*TAREA ASIGNADA 1*:
Di si cada afirmación concuerda con el texto sobre la Sierra de Gibara. Responde sí o no y copia entre comillas las palabras del texto que lo deciden.
(a) Flora tiene 60 años.
(b) En la casa de Flora hay refrigerador.
(c) El coche jalado por caballos cobra diez pesos hasta La Nasa.
*TAREA ASIGNADA 2*:
Contesta con datos del texto sobre la Sierra de Gibara:
(a) ¿De qué material es la casa de Flora?
(b) ¿Cuántos núcleos familiares le sobreviven a la Sierra de Gibara?
(c) ¿Qué insiste Flora en prepararle a la visita?
*TAREA ASIGNADA 3*: Escribe la continuación del texto sobre la Sierra de Gibara a partir de su última oración.

*FRAGMENTO DE LECTURA*:
++++

A Flora nadie la escogería para posar en las postales de “Somos felices aquí” que Cuba repite en vallas a lo largo de sus carreteras. Tiene 60 años mal disimulados tras su figurilla menuda. Sonríe nerviosa casi todo el tiempo, como los niños cuando intentan agradar. La razón se le pierde a ratos entre las hojas o los bichos que mira, pero de repente vuelve e insiste en colar café a la visita, “porque aquí no hay ni refrigerador, no tengo nada más que brindarles”.

Su casa de madera es uno de los apenas veinte núcleos familiares que le sobreviven a la Sierra de Gibara, un sitio donde no hay corriente eléctrica ni sistemas de acueducto y alcantarillado. Para llegar allí hay que coger un autobús o una máquina desde la ciudad de Holguín hasta la cabecera del municipio Velazco; luego, un coche jalado por caballos que te cobra cinco pesos hasta la demarcación de La Nasa. Y bajarse justo a mitad de camino, para trepar a pie el sendero mudo e inclinado que escala la cordillera y divide en dos los restos de lo que una vez fue un pueblo.

++++

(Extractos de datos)
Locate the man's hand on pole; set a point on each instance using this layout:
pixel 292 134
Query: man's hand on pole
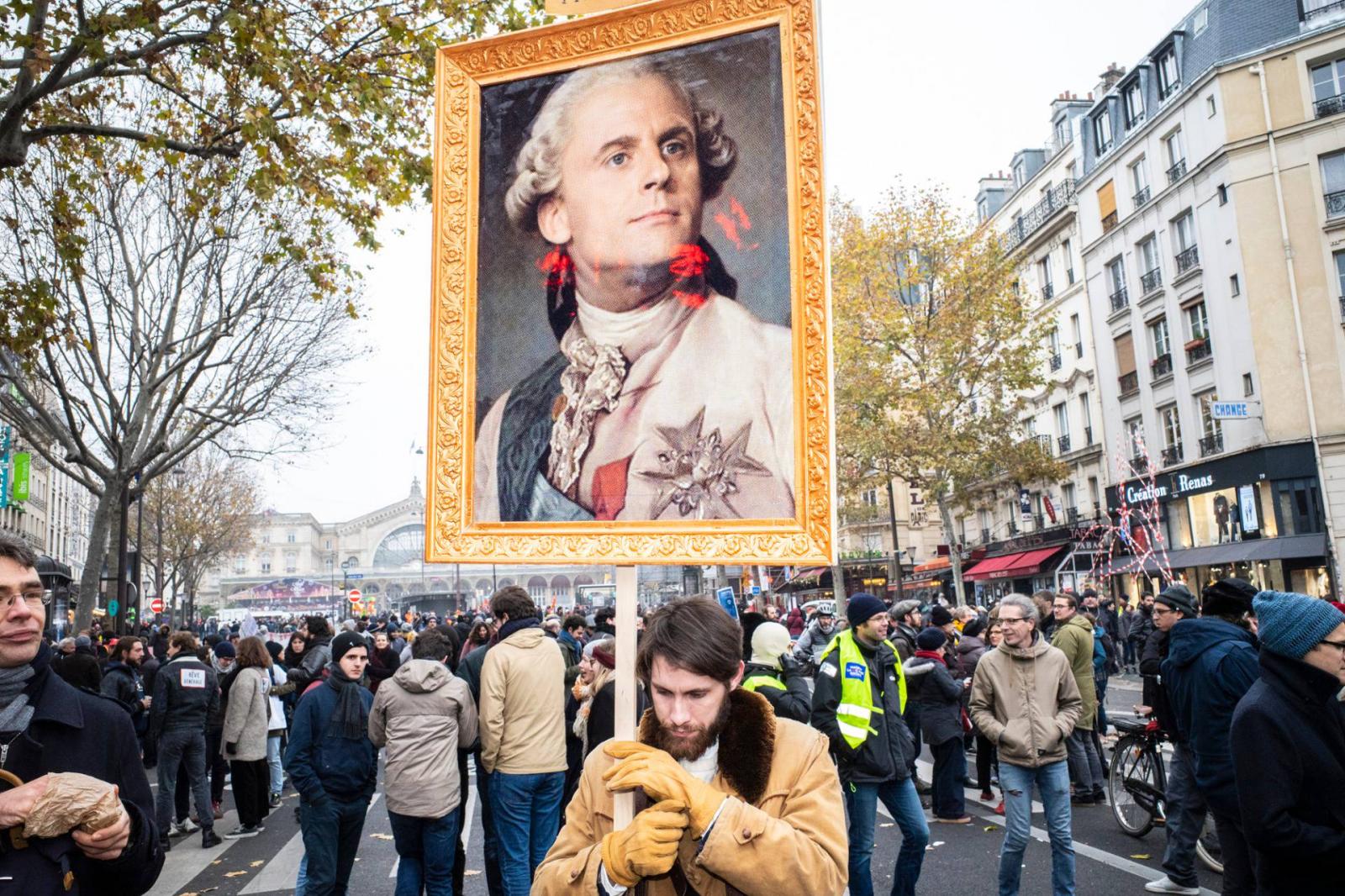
pixel 647 846
pixel 661 777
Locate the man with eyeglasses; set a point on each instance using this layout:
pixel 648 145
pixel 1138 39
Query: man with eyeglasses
pixel 1026 701
pixel 1185 808
pixel 1289 746
pixel 49 727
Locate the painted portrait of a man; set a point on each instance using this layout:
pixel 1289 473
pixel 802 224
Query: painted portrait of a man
pixel 662 390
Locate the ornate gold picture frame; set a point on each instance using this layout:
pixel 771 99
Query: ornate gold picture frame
pixel 491 101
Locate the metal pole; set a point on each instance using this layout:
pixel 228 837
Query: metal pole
pixel 896 546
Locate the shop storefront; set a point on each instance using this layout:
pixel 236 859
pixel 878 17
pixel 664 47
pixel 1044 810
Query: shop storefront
pixel 1257 515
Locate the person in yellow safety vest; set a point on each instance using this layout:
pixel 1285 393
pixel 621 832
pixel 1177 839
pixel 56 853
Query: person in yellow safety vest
pixel 777 676
pixel 857 703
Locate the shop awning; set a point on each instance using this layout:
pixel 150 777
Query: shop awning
pixel 1237 552
pixel 927 572
pixel 1028 562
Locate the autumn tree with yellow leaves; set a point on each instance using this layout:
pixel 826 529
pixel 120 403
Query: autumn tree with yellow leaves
pixel 935 354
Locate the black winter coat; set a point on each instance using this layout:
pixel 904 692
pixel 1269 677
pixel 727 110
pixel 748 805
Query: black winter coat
pixel 884 756
pixel 74 730
pixel 795 701
pixel 939 697
pixel 81 669
pixel 1289 762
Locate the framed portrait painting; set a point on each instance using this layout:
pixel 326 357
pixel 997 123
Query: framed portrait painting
pixel 630 329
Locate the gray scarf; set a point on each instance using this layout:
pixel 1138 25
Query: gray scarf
pixel 15 712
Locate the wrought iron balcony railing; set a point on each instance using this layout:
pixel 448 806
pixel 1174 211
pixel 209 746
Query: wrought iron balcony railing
pixel 1336 203
pixel 1329 105
pixel 1150 282
pixel 1031 221
pixel 1199 351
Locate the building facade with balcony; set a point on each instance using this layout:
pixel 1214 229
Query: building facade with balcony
pixel 1036 213
pixel 1199 298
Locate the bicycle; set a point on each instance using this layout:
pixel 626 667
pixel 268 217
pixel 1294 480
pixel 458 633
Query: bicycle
pixel 1137 784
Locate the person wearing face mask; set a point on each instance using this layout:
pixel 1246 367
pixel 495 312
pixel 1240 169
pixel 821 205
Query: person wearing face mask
pixel 815 640
pixel 777 676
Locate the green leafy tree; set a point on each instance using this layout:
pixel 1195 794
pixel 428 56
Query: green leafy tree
pixel 329 103
pixel 934 356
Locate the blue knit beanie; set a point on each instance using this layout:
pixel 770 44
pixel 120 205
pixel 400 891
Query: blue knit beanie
pixel 860 609
pixel 1291 625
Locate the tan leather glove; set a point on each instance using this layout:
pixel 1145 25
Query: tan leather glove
pixel 647 846
pixel 661 777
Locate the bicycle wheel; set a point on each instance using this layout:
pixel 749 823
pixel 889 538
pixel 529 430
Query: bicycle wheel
pixel 1134 784
pixel 1207 846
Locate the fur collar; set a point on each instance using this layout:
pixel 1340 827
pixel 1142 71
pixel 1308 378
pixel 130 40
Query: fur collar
pixel 746 744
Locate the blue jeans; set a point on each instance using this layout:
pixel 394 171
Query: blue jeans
pixel 277 772
pixel 526 810
pixel 331 831
pixel 1185 817
pixel 903 802
pixel 1053 783
pixel 427 848
pixel 181 750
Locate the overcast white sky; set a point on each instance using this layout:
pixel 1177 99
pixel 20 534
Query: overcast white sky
pixel 928 93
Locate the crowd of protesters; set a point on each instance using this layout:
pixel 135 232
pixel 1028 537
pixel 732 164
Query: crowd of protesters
pixel 750 777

++++

*RESULTADO 1*:
(a) Sí: "Tiene 60 años mal disimulados tras su figurilla menuda."
(b) No: "porque aquí no hay ni refrigerador, no tengo nada más que brindarles".
(c) No: "un coche jalado por caballos que te cobra cinco pesos hasta la demarcación de La Nasa".

*RESULTADO 2*:
(a) De madera.
(b) Apenas veinte.
(c) Café.

*RESULTADO 3*:
La Sierrita, como la llaman los locales, fue esculpida par de siglos atrás por isleños emigrados. Es un pedazo de tierra que de tan atascado en rocas parece un aborto de la naturaleza; pero a fuerza de pico y sudor y halar de bueyes, los labriegos sacaron de sus parcelas domesticadas durante muchos años plátanos y ajos inmensos, prosperidad para sus hijos y para el comercio de este país. Allá arriba llegaron a tener una escuela, un campo de pelota, negocios de ventas y un pozo en el centro de todo, que se limpiaba al menos dos veces al año tras recoger 70 pesos por cada familia.

Pero con La Sierrita pasó como con tantas partes de la Cuba remota: era un destino intrincado, sitio difícil a donde llevar la Revolución y el progreso (o para decirlo más tangiblemente: el agua, la electricidad, un puesto médico); así que la solución sutil estuvo en poner todo eso abajo, junto a la carretera, y dejar que la gente hiciera sus cálculos.

La necesidad hace bajar a muchos la cabeza. En este caso, hizo a casi todos bajar sus casas de la loma. El pueblo se fue desmontando cual atrezo de una obra de teatro llegada a su última puesta, hasta quedar apenas las cercas de piedra que a ambos lados del camino anuncian dónde hubo una casa.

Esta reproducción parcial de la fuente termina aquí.